* [EXERCISE REQUIREMENTS]:
In the records below, reproduce the lines word for word, starting at the line that contains "Note for the class: annotate every instance of the man in" and stopping after the line that contains "Note for the class: annotate every instance of the white flyer". Give only those lines.

* [Stored records]:
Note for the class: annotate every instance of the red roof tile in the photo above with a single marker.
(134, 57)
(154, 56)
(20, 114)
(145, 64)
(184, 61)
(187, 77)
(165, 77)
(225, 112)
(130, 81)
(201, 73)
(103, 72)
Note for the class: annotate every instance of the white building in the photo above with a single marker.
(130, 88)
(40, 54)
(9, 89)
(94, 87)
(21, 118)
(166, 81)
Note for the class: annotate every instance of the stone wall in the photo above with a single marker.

...

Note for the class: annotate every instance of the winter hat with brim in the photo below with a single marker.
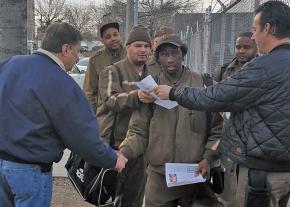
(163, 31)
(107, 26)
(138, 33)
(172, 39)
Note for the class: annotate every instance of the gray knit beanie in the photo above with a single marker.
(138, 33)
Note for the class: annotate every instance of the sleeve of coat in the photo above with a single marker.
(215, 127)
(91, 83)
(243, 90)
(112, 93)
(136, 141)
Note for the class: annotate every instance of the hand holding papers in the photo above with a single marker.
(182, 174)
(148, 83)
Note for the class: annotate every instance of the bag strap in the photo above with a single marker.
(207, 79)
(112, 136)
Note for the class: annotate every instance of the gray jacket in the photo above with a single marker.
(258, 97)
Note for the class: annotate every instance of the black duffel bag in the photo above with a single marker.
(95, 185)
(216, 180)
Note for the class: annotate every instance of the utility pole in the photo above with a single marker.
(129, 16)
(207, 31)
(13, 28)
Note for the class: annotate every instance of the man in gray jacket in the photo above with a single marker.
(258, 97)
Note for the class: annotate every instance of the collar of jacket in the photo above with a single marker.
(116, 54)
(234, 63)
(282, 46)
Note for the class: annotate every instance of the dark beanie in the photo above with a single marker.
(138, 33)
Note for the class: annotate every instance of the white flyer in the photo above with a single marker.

--

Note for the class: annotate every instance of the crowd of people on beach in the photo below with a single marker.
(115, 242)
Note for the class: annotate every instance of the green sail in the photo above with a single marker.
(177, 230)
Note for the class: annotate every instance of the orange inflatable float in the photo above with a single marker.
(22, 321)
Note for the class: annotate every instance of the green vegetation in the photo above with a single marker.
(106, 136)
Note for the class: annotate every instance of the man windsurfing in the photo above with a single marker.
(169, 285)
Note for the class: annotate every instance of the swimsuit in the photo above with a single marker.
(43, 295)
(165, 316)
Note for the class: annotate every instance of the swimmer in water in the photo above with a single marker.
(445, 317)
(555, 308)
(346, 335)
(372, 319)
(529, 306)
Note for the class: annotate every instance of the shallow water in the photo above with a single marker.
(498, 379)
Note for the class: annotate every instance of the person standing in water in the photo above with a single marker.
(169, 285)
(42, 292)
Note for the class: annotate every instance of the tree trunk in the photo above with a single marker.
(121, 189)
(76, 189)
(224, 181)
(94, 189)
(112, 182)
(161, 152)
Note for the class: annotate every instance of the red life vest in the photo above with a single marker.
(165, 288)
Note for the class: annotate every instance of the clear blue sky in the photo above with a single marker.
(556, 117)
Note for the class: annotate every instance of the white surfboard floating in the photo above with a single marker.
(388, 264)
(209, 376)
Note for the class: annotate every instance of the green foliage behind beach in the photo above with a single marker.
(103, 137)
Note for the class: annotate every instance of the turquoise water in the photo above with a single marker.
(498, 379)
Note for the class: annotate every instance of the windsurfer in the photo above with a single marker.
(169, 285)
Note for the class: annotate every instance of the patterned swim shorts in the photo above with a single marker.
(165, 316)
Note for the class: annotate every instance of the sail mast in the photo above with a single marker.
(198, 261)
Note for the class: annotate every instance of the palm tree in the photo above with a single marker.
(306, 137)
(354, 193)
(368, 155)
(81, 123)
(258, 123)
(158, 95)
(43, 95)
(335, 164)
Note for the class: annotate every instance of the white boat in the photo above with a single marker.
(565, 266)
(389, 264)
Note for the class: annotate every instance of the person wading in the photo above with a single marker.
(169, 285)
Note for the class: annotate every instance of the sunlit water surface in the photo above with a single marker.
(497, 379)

* [COMPLETED TASK]:
Note for the class: annotate every instance of the man in gray jacket in the photo above with a single marker.
(258, 97)
Note for the class: annotate every instance of the collar of jacket in the photo above with a single marker.
(116, 54)
(234, 63)
(282, 46)
Note for the class: annotate every instance of the dark beanie in the photo above with a single marker.
(138, 33)
Note for the class: annotate every instance of the white flyer in the photo above with a single marker.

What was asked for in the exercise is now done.